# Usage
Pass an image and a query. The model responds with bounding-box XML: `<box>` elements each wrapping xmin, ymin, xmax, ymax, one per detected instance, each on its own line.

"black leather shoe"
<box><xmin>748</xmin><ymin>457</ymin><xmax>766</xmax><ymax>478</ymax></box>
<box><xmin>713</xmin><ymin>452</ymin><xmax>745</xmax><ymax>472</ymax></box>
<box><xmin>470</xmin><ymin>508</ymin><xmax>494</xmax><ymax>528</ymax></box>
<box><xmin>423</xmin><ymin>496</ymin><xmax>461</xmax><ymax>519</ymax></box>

Task brief ▸
Please reproduce the listing above word for word, keeping every line unchanged.

Reply ▸
# Usage
Pass an image and a query. The model responds with bounding-box XML: `<box>` elements each wrapping xmin, ymin, xmax, ymax, one per detected instance, each on its own line.

"black leather shoe"
<box><xmin>748</xmin><ymin>457</ymin><xmax>766</xmax><ymax>478</ymax></box>
<box><xmin>713</xmin><ymin>452</ymin><xmax>745</xmax><ymax>472</ymax></box>
<box><xmin>470</xmin><ymin>508</ymin><xmax>494</xmax><ymax>528</ymax></box>
<box><xmin>423</xmin><ymin>496</ymin><xmax>461</xmax><ymax>519</ymax></box>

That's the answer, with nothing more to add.